[Phrase grounding data]
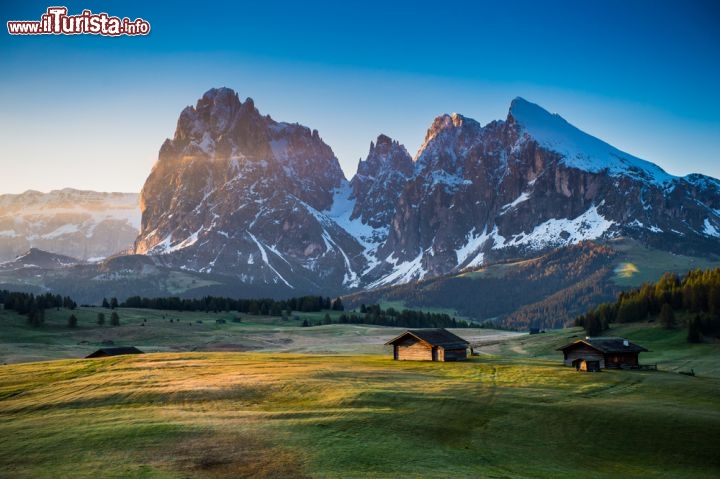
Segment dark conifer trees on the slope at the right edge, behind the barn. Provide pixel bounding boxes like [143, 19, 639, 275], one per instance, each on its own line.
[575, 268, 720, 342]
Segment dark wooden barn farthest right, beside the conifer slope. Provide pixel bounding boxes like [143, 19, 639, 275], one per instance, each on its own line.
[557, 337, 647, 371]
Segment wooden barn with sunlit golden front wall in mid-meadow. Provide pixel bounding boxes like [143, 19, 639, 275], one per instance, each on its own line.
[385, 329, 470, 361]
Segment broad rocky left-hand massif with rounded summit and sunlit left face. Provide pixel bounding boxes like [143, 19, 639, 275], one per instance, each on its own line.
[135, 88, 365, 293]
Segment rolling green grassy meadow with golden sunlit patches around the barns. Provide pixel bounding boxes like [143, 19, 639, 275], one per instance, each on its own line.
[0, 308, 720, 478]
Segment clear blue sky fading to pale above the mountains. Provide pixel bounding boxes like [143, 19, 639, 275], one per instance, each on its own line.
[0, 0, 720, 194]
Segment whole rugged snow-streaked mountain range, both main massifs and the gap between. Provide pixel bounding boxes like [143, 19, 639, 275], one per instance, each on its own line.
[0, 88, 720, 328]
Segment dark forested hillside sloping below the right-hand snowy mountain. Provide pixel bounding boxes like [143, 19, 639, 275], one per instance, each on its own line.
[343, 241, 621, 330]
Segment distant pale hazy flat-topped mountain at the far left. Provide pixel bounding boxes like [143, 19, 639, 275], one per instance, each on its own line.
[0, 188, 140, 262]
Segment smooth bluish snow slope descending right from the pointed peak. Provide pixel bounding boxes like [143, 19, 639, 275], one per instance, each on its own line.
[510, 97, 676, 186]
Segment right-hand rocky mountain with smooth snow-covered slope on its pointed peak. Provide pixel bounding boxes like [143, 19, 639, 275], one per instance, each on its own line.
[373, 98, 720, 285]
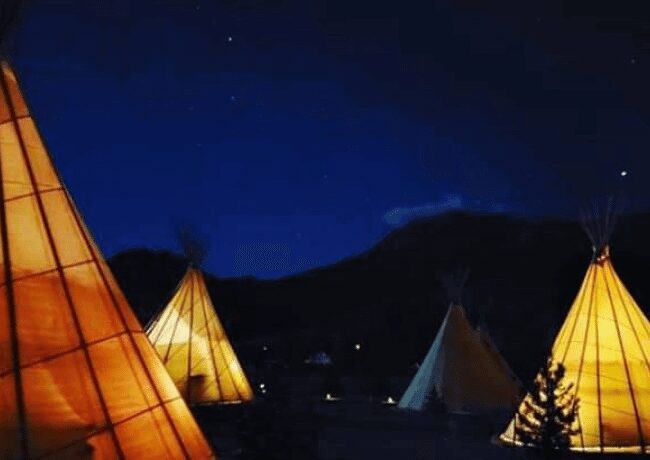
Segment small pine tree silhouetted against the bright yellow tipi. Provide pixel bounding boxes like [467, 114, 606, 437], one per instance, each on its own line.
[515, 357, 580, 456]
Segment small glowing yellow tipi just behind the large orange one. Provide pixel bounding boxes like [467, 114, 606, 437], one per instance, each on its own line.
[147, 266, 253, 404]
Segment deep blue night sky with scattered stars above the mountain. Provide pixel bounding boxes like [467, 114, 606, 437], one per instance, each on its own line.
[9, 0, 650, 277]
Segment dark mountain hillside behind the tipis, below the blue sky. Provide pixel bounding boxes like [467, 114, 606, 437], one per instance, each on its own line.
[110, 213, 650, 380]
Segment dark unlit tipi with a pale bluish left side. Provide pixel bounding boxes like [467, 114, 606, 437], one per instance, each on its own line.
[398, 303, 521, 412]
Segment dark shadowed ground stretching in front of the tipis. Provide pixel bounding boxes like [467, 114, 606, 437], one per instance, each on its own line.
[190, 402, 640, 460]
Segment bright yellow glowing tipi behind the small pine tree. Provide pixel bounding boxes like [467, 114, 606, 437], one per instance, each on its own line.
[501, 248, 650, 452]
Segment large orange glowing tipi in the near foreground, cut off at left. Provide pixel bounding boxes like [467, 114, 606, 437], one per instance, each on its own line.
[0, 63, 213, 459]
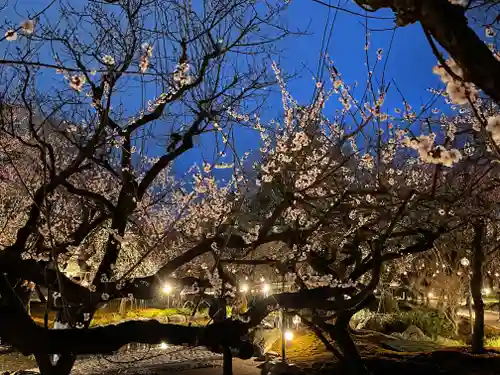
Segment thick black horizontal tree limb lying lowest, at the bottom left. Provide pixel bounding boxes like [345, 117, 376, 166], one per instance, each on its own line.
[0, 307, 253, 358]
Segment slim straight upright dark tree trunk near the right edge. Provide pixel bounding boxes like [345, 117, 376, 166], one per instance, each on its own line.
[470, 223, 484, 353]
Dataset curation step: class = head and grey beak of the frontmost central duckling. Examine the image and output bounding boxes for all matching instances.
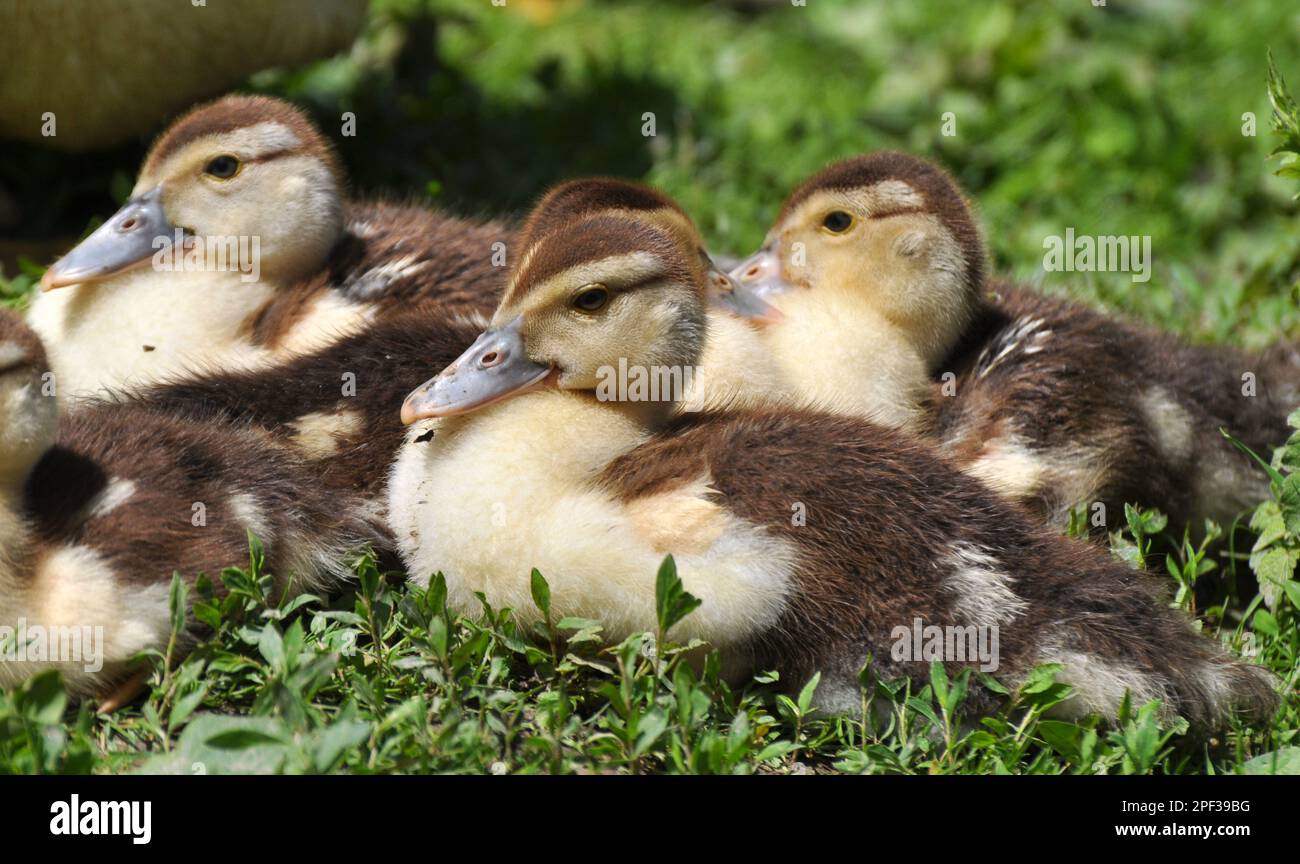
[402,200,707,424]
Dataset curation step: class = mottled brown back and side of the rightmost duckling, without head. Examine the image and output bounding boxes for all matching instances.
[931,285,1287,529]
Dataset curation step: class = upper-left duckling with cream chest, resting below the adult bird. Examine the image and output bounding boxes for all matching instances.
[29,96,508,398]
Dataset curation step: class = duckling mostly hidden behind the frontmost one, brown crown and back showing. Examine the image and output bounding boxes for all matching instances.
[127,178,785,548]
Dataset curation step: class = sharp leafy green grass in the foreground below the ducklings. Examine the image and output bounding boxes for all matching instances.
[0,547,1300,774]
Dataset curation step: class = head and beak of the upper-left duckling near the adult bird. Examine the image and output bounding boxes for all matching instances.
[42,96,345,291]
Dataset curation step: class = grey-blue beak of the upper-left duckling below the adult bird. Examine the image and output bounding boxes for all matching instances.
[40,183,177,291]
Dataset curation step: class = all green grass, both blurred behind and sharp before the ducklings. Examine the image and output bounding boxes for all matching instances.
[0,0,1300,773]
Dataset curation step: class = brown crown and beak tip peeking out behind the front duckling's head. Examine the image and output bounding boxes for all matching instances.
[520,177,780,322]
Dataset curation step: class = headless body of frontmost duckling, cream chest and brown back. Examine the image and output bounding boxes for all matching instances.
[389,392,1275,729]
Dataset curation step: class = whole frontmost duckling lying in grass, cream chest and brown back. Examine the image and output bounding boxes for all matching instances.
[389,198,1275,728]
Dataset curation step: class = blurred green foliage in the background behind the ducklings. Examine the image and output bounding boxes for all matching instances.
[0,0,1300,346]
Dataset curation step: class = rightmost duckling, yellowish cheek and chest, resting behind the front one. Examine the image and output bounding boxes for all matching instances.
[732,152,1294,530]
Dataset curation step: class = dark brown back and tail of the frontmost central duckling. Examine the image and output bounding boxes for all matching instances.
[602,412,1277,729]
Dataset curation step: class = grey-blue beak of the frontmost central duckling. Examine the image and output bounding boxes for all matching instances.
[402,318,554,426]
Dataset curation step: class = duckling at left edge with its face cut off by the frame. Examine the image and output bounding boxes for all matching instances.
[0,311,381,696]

Exercise description
Give the data again exactly. Keep the images out.

Written reply
Segment dark conifer trees on the slope at the right edge, behind the barn. Provide pixel bounding boxes like [143, 19, 639, 275], one per instance, each on its own line.
[575, 268, 720, 342]
Segment dark wooden barn farthest right, beside the conifer slope. Provide pixel bounding boxes like [143, 19, 639, 275], one per instance, each on its own line.
[557, 337, 647, 371]
Segment wooden barn with sunlit golden front wall in mid-meadow. Provide pixel bounding boxes like [143, 19, 639, 275], one per instance, each on its own line.
[385, 329, 470, 361]
Segment broad rocky left-hand massif with rounded summit and sunlit left face. Provide pixel bounding boxes like [143, 19, 639, 275], one per instance, each on its own line.
[135, 88, 365, 293]
Segment rolling green grassy meadow with golden sunlit patches around the barns. Provide pixel bounding boxes like [143, 19, 639, 275], one per instance, each on its own line.
[0, 308, 720, 478]
Segment clear blue sky fading to pale above the mountains. Provide pixel bounding boxes like [143, 19, 639, 275], one per instance, each on its own line.
[0, 0, 720, 194]
Segment whole rugged snow-streaked mountain range, both main massifs and the gap between. Provide pixel bounding boxes like [143, 19, 639, 275], one per instance, each on its own line.
[0, 88, 720, 328]
Segment dark forested hillside sloping below the right-hand snowy mountain. Provide pixel bounding boxes like [143, 19, 639, 275], one per instance, each on its own line.
[343, 241, 621, 330]
Segment distant pale hazy flat-topped mountain at the far left. Provide pixel bounding boxes like [143, 19, 639, 275], one per instance, each on its own line.
[0, 188, 140, 262]
Segment smooth bluish snow slope descending right from the pointed peak. Provide pixel bounding boxes like [143, 19, 639, 275], one per instance, each on its own line.
[510, 97, 676, 186]
Segment right-hand rocky mountain with smooth snow-covered slope on its pointed peak. Provide pixel bounding boxes like [143, 19, 639, 275], one per instance, each on its own line.
[373, 98, 720, 285]
Segment small pine tree silhouetted against the bright yellow tipi. Provide pixel bounding boxes like [467, 114, 606, 437], one per instance, each on its own line.
[515, 357, 580, 456]
Segment small glowing yellow tipi just behind the large orange one. Provide pixel bounding boxes like [467, 114, 606, 437], one per instance, each on its own line.
[147, 266, 253, 404]
Segment deep blue night sky with scattered stars above the mountain. Provide pixel bounding boxes like [467, 114, 606, 437], one per instance, each on its own line.
[9, 0, 650, 277]
Segment dark mountain hillside behind the tipis, below the blue sky. Provide pixel bounding boxes like [467, 114, 606, 437], one per instance, each on its own line.
[110, 213, 650, 380]
Segment dark unlit tipi with a pale bluish left side. Provide pixel bounding boxes like [467, 114, 606, 437], one per instance, each on its own line.
[398, 303, 521, 412]
Segment dark shadowed ground stretching in front of the tipis. Provide pixel bounding boxes like [467, 114, 606, 437], one per instance, each on its own line.
[190, 402, 640, 460]
Segment bright yellow glowing tipi behind the small pine tree. Provide pixel bounding boxes like [467, 114, 606, 437], one per instance, each on its own line.
[501, 248, 650, 452]
Segment large orange glowing tipi in the near foreground, cut off at left. Provide pixel bounding boxes like [467, 114, 606, 437], one per instance, each on its own line.
[0, 63, 213, 459]
Segment thick black horizontal tree limb lying lowest, at the bottom left. Provide pixel bounding boxes like [345, 117, 376, 166], one per instance, each on its own line.
[0, 307, 253, 358]
Segment slim straight upright dark tree trunk near the right edge. Provide pixel bounding boxes like [345, 117, 376, 166], one per instance, each on its own line.
[470, 223, 484, 353]
Dataset curation step: class = head and grey beak of the frontmost central duckling. Examine the image and output bounding boxes for all matching instances.
[402,200,707,424]
Dataset curation step: class = mottled brown back and side of the rightmost duckling, without head. Examine the image and output bounding boxes for all matching instances.
[931,285,1287,529]
Dataset curation step: class = upper-left duckling with cream chest, resting below the adult bird. Examine the image and output bounding boxes for all matching instances.
[29,96,508,398]
Dataset curation step: class = duckling mostly hidden behind the frontmost one, brown crown and back showing. Examine the image and output bounding boxes for all matching instances.
[127,178,785,548]
Dataset curation step: class = sharp leafy green grass in the foreground below the ducklings. Examine the image and output bounding boxes for all matching instances.
[0,547,1300,774]
Dataset curation step: class = head and beak of the upper-left duckling near the adult bird. Examine the image and output bounding boxes for all matching instances.
[42,96,345,291]
Dataset curation step: class = grey-blue beak of the upper-left duckling below the adult bird. Examine the image and output bounding boxes for all matching instances.
[40,183,177,291]
Dataset curation step: class = all green grass, both blurred behind and sharp before the ducklings. Examine the image and output bounding boxes for all matching instances.
[0,0,1300,773]
Dataset curation step: class = brown crown and beak tip peeking out behind the front duckling's head. Examine the image and output bounding boxes for all matching instances.
[520,177,780,322]
Dataset curation step: class = headless body of frontmost duckling, cream chest and brown back. Examine the image and output bounding boxes for all matching instances.
[389,392,1275,729]
Dataset curation step: class = whole frontmost duckling lying in grass, cream chest and brown back. Examine the image and output bounding boxes for all matching instances.
[389,198,1275,728]
Dataset curation step: class = blurred green foliage in the background behind the ducklings. Examine the image and output bounding boxes for all matching instances.
[0,0,1300,346]
Dataset curation step: class = rightmost duckling, yellowish cheek and chest, resting behind the front one. Examine the image and output bounding boxes for all matching instances.
[732,152,1294,530]
Dataset curation step: class = dark brown back and tail of the frontmost central duckling. Examine the image and output bounding boxes for all matching instances.
[602,412,1277,729]
Dataset curation step: class = grey-blue beak of the frontmost central duckling. Examine the image and output bounding boxes for all matching instances.
[402,318,554,426]
Dataset curation step: class = duckling at left edge with its face cut off by the frame. Examine the image and output bounding boxes for all matching instances.
[0,311,381,696]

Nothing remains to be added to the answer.